* Start Records shown *

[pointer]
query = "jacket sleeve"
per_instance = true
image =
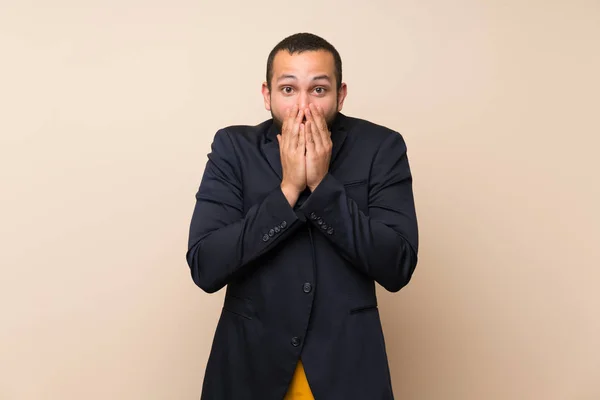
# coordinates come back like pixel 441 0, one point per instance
pixel 223 241
pixel 383 244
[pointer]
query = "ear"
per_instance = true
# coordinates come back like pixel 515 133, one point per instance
pixel 342 93
pixel 266 96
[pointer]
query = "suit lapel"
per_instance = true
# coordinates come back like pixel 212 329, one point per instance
pixel 270 145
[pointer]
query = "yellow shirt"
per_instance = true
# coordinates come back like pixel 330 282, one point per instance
pixel 299 388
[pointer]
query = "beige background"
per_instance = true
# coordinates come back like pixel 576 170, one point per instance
pixel 108 109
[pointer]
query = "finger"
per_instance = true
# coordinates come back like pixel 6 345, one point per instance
pixel 302 137
pixel 297 123
pixel 310 140
pixel 296 133
pixel 289 122
pixel 319 118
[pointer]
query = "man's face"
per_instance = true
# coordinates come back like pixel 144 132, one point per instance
pixel 301 79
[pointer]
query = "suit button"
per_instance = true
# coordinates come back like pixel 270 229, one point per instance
pixel 307 287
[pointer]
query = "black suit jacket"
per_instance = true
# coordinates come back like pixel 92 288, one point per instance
pixel 301 281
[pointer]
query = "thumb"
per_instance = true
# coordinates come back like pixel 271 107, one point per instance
pixel 302 136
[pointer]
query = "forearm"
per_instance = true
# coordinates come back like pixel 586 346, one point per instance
pixel 218 254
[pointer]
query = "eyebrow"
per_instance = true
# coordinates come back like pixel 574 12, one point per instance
pixel 316 78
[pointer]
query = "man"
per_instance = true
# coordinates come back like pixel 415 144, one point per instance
pixel 299 217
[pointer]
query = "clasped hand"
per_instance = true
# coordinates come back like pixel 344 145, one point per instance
pixel 305 148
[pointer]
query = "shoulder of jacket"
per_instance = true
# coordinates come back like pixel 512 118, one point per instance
pixel 372 130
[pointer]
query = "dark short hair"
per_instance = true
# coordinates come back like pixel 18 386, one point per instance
pixel 301 42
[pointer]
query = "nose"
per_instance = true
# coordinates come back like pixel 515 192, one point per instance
pixel 303 100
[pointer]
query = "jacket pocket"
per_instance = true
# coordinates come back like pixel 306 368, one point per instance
pixel 357 190
pixel 238 306
pixel 361 309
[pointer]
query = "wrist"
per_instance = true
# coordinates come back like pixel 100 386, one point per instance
pixel 290 193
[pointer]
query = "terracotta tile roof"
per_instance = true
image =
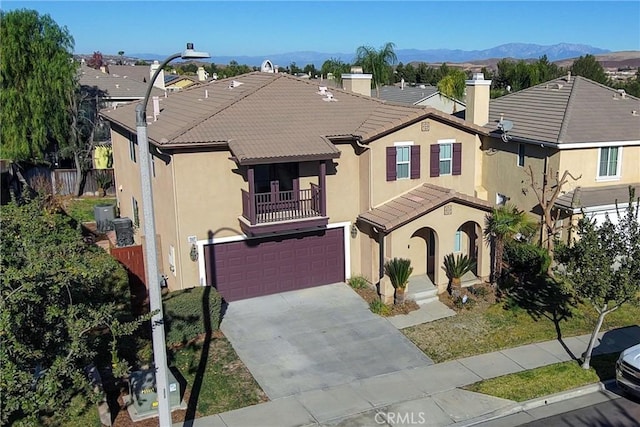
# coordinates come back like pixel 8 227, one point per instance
pixel 265 117
pixel 597 196
pixel 409 95
pixel 568 111
pixel 115 86
pixel 415 203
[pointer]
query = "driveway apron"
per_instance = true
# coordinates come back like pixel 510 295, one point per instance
pixel 315 338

* End Records shown *

▶ What is being asked
Pick out every line above that contains the string "jacket" and copy each one.

▶ Response
query = "jacket sleeve"
query = "black suit jacket"
query = "shoulder of jacket"
query = "jacket pocket"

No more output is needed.